- _EXCERPTED PASSAGE_:
------------------------------

2014 GSA Annual Meeting in Vancouver, British Columbia (19–22 October 2014)

Paper No. 144-13
Presentation Time: 4:30 PM


HADDAD, Emily, Department of Earth Sciences, UC Riverside, Riverside, CA 92521, FINNEGAN, Seth, Department of Integrative Biology & Museum of Paleontology, University of California, Berkeley, 1005 Valley Life Sciences Building #3140, Berkeley, CA 94720 and PETERS, Shanan E., Department of Geoscience, University of Wisconsin–Madison, 1215 W. Dayton St, Madison, WI 53706

Patterns of differential survivorship (extinction selectivity) can provide valuable insight into the drivers of extinction events. The Late Devonian bio-crises – encompassing elevated marine diversity losses at the ends of the Givetian, Frasnian, and Famennian stages – have been linked to a variety of potential driving mechanisms, including the expansion of oxygen minimum zones and global cooling caused by the expansion of terrestrial ecosystems. Linking the environmental changes inferred from lithological and geochemical records to extinction selectivity has proven challenging, however, in part because of the need to control for potential biases introduced by the architecture of the stratigraphic record. To address this limitation, we integrated Devonian fossil occurrences from the Paleobiology Database with data on the spatiotemporal and environmental distribution of the North American stratigraphic record from the Macrostrat database. Placing fossil occurrences in a quantitative macrostratigraphic framework allows us to measure the stratigraphic context of genus ranges and determine which of the observed differential extinction patterns are likely to be artifacts of incomplete preservation and which are more likely to represent genuine biological responses to environmental forcings. We find that some selectivity patterns are common to most stages (for example great circle distance, a measure of geographic range, is a highly significant risk predictor most of the time), but that Late Devonian stages also exhibit distinctive selectivity signatures. Mean habitat depth is an important risk factor across both the Frasnian and Famennian boundaries, but the directionality of selection switches from one bioevent to the next: shallow water organisms experience preferential extinction at the end-Frasnian, while deep water taxa are slightly more likely to experience extinction at the end-Famennian. In contrast to other extinction intervals associated with global cooling, extinction risk does not appear to be strongly dependent on latitudinal range during any stage of the Late Devonian. We compare observed selectivity patterns to the extinction patterns predicted by a variety of potential drivers.

------------------------------

- _RECORDS SUPPLIED_:
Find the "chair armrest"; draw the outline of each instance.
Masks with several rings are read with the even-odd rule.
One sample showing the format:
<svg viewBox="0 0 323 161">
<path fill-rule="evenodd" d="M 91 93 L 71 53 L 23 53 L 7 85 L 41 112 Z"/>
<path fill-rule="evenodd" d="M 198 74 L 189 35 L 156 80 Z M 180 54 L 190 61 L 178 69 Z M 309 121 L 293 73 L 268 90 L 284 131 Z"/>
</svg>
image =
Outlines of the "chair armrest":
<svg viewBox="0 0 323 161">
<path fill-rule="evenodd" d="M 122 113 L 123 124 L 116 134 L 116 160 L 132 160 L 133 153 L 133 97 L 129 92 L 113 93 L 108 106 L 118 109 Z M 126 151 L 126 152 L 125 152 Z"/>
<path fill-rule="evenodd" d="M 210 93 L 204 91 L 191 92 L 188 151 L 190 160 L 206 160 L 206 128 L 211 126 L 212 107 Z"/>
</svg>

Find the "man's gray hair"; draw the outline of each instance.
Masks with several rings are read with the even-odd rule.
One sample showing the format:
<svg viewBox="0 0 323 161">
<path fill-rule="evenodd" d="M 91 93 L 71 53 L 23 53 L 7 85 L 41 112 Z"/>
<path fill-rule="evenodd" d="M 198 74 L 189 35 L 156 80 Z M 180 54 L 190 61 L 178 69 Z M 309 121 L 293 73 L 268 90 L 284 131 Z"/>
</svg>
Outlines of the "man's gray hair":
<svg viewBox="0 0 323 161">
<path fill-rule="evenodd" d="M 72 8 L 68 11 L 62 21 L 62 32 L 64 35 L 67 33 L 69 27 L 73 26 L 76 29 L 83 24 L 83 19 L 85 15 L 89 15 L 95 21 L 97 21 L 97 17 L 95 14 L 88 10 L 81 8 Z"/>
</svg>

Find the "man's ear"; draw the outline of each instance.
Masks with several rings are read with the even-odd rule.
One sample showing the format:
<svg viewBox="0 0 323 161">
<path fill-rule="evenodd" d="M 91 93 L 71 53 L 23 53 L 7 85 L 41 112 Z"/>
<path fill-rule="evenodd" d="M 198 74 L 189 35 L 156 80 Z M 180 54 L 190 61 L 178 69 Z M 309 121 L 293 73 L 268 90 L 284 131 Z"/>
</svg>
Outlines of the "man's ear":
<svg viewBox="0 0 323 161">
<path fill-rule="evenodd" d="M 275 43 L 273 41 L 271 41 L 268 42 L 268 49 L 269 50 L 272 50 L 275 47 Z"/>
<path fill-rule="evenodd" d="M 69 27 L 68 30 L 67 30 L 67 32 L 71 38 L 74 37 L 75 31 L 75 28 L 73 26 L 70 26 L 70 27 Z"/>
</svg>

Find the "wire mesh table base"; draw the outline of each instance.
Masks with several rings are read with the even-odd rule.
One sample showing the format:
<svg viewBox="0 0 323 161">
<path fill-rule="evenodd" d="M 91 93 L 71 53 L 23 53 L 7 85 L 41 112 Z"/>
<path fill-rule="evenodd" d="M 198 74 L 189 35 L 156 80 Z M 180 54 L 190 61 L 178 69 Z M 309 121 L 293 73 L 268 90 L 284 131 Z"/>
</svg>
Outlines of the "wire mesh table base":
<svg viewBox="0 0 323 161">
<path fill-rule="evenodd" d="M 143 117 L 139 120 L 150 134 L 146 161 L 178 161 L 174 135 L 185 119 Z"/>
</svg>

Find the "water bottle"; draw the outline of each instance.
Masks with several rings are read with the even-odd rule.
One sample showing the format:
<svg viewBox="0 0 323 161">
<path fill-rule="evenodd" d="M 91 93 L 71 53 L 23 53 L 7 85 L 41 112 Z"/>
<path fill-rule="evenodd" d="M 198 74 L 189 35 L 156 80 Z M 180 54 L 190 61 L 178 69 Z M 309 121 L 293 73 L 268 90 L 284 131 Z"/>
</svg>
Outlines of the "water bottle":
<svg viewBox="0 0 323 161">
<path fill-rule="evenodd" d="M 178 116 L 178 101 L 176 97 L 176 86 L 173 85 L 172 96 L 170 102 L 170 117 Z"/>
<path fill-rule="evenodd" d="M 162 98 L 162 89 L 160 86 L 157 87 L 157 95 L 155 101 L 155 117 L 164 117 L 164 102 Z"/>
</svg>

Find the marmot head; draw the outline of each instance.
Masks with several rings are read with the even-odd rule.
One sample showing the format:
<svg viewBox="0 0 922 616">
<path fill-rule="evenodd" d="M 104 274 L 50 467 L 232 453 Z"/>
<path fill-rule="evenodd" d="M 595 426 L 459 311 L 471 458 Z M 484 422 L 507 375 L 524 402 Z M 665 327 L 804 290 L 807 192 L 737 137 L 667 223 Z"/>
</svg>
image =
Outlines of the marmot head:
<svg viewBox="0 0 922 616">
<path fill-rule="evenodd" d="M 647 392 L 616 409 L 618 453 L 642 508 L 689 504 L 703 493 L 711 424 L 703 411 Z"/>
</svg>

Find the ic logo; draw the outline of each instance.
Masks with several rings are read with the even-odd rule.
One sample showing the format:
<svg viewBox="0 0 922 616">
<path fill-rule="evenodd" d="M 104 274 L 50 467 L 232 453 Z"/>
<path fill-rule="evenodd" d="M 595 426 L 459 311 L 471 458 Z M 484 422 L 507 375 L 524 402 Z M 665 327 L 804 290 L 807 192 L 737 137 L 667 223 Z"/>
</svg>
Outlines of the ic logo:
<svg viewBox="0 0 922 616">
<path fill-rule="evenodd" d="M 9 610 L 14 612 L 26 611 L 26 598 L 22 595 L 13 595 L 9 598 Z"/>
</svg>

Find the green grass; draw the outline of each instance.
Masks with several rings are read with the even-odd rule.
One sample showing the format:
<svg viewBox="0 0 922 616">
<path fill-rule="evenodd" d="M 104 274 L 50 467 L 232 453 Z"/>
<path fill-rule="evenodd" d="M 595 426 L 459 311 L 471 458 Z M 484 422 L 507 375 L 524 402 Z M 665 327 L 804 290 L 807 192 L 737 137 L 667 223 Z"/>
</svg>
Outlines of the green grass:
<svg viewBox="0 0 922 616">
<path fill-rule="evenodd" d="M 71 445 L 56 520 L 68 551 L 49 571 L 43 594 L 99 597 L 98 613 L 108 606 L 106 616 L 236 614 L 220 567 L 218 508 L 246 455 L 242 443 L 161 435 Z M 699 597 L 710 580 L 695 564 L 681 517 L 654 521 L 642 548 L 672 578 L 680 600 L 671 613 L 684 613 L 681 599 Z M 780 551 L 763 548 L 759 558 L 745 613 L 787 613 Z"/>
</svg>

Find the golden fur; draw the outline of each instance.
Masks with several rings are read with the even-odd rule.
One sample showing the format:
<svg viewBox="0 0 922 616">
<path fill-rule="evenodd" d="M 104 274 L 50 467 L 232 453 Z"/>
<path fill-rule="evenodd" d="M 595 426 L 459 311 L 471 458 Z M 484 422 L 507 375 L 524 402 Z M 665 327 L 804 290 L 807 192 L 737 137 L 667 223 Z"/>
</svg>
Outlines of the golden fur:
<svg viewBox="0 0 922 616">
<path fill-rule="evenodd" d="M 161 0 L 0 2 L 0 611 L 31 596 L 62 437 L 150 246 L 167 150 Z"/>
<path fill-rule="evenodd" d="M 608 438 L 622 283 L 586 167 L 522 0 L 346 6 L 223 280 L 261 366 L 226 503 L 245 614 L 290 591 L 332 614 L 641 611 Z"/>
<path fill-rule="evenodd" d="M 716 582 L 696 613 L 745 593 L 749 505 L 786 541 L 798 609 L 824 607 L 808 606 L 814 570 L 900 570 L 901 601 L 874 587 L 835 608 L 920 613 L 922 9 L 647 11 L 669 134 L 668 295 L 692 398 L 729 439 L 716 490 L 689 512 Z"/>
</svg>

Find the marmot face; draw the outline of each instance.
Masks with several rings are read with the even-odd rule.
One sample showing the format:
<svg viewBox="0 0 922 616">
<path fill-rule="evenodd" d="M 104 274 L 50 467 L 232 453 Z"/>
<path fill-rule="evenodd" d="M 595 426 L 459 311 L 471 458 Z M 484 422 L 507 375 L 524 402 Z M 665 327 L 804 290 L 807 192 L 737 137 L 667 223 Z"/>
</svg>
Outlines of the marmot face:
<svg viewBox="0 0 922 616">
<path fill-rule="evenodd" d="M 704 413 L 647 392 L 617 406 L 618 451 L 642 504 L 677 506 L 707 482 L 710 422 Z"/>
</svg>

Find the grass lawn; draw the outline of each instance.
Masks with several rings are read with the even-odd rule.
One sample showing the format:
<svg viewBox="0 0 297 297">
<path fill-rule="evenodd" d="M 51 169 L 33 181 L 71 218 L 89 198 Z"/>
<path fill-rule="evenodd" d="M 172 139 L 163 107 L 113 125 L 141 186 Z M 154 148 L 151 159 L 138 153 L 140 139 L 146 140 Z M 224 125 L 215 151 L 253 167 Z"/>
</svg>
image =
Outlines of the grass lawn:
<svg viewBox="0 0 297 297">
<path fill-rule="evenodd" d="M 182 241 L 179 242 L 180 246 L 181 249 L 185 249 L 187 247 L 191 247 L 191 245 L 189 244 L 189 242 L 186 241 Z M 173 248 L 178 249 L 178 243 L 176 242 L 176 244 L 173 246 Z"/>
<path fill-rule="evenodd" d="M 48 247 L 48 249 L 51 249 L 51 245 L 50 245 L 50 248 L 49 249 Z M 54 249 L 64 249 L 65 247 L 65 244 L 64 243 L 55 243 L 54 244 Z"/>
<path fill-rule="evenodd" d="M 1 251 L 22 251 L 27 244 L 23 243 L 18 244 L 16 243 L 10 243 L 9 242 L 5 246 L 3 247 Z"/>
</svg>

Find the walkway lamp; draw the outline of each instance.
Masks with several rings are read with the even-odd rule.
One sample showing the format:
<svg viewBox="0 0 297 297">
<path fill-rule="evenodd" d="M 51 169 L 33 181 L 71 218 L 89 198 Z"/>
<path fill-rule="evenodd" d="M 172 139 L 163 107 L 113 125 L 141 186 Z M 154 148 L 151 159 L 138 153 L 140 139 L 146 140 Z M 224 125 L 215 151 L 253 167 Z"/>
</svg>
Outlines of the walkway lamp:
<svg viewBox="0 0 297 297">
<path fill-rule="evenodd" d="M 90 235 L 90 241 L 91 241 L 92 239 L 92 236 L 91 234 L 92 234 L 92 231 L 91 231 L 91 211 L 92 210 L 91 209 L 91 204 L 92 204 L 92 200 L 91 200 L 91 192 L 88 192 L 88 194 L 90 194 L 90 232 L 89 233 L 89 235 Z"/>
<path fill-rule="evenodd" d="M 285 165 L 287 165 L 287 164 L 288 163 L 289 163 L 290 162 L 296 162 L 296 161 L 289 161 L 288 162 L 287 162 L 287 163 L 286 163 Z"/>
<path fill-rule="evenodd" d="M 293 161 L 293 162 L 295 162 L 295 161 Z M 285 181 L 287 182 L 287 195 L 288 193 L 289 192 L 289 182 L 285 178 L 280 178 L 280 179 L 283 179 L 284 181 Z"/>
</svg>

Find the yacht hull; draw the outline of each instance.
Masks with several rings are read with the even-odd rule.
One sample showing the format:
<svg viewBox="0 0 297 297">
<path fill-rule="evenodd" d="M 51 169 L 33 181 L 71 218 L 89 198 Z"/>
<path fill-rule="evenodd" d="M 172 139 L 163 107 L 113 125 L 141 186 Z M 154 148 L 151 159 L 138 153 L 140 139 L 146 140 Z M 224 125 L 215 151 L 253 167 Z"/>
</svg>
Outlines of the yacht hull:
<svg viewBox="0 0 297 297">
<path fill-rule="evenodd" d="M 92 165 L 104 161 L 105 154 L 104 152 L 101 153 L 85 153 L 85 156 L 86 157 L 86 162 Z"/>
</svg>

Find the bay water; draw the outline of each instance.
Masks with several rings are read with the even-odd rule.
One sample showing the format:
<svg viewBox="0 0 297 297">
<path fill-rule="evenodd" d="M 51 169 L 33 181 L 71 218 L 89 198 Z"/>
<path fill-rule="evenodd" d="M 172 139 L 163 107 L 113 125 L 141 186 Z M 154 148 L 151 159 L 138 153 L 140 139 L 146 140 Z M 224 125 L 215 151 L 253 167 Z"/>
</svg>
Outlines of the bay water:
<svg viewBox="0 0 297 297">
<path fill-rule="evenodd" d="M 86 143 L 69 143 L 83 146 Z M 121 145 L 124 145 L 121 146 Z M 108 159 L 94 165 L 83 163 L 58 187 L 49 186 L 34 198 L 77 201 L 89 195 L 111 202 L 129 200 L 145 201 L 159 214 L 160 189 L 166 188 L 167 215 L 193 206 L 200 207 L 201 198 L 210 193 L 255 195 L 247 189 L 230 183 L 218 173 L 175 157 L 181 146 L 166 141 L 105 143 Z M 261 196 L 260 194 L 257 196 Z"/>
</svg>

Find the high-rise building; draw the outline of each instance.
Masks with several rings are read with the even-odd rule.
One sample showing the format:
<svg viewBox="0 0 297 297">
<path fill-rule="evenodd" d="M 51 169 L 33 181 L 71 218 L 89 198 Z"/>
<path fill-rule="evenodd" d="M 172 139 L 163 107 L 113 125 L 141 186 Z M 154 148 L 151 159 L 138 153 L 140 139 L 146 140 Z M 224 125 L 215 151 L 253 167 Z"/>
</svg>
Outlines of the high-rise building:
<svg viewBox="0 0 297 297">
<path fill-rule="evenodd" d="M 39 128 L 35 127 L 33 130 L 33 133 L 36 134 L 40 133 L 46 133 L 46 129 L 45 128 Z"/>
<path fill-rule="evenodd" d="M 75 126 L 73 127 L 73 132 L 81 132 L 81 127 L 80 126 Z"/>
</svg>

------------------------------

- _ACTIVITIES_:
1. In the Late Devonian extinction abstract, which organisms experienced preferential extinction at the end-Frasnian?
2. Which stages does the Late Devonian extinction abstract name as ending with elevated marine diversity losses?

- _LIST OF SOLUTIONS_:
1. Shallow water organisms.

2. Givetian, Frasnian, Famennian